*** Reading passage
For Bond Pricers, the Job Goes On Even in the Worst of Times

Providers of municipal bond pricing and evaluation services say they are managing to deliver accurate and transparent pricing of more than one million tax-exempt securities on a daily basis - even though the market is experiencing one of the most pronounced and prolonged periods of volatility in the last three decades.

Three of the leading pricing services - Standard & Poor's Securities Evaluations Inc., Interactive Data Pricing and Reference Data, and Moody's Evaluations Inc. - say it has been necessary to enhance and upgrade their existing pricing models, methodologies, and data collection procedures to keep up with the changing market. But they say the volatility has done little to deter them from delivering prices at the 4 p.m. close of the market every day.

Providers said the availability of daily trade data from the Municipal Securities Rulemaking Board has been a critical tool in being able to post accurate pricing amid intense volatility stemming from the deterioration of bond insurers and their exposure to subprime mortgage products.
******
*** Dataset excerpts
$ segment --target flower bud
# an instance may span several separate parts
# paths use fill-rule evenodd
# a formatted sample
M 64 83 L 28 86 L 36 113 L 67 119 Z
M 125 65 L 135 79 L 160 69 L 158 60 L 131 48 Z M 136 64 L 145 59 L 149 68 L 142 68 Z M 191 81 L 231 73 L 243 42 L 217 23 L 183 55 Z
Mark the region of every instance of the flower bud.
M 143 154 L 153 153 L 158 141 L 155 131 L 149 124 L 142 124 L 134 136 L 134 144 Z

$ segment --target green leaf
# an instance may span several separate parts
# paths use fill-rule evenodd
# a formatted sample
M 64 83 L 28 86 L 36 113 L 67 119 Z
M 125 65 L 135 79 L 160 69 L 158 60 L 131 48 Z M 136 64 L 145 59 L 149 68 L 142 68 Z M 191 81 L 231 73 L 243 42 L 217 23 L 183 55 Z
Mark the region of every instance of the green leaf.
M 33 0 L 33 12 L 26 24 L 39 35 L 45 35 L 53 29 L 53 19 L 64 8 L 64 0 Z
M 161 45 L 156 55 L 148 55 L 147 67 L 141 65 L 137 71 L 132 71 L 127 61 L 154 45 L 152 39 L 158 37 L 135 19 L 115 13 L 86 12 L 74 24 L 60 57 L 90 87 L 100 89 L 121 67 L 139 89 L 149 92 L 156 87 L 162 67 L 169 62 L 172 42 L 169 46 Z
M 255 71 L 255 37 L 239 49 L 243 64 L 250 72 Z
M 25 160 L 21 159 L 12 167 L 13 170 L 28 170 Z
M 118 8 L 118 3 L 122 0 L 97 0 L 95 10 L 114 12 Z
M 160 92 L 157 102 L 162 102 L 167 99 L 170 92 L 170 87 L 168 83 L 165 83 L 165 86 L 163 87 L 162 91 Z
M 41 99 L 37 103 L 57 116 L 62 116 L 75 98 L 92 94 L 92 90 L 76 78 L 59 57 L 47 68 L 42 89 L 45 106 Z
******
> **Brief 1**: In the article on municipal bond pricing, at what time do the pricing services say they deliver prices each day?
> **Brief 2**: Extend the article on municipal bond pricing services past its final sentence.
The lines have no connection to the article on municipal bond pricing.

> **Expected answer 1**: At the 4 p.m. close of the market.

> **Expected answer 2**:
Tom Doe, founder and chief executive officer of Municipal Market Advisors, a Boston-based research and strategy firm serving the fixed-income industry, said the combination of extreme volatility in the high-grade market, widening spreads, and light trading activity posed the most difficulty for evaluators at the end of 2008's second quarter.

"When you're at the end of the quarter and have thin market conditions, that provides an opportunity for a small number of transactions to move the market," Doe said. "The challenge for the evaluator is to characterize those movements as outliers or not."

He said when there are not enough transactions to provide a consistency to measure price movements on a daily basis, that adds to the challenges facing evaluation services and forces them to have to be able to recognize that "a few trades are tainting the entire market," Doe said.

"There were transactions that occurred during the last three days of June that rallied the market an additional eight basis points more than what one might have expected, and that produced an additional 1% of performance for the funds and for anyone who had a municipal position," he added. "That made it more challenging for the evaluators."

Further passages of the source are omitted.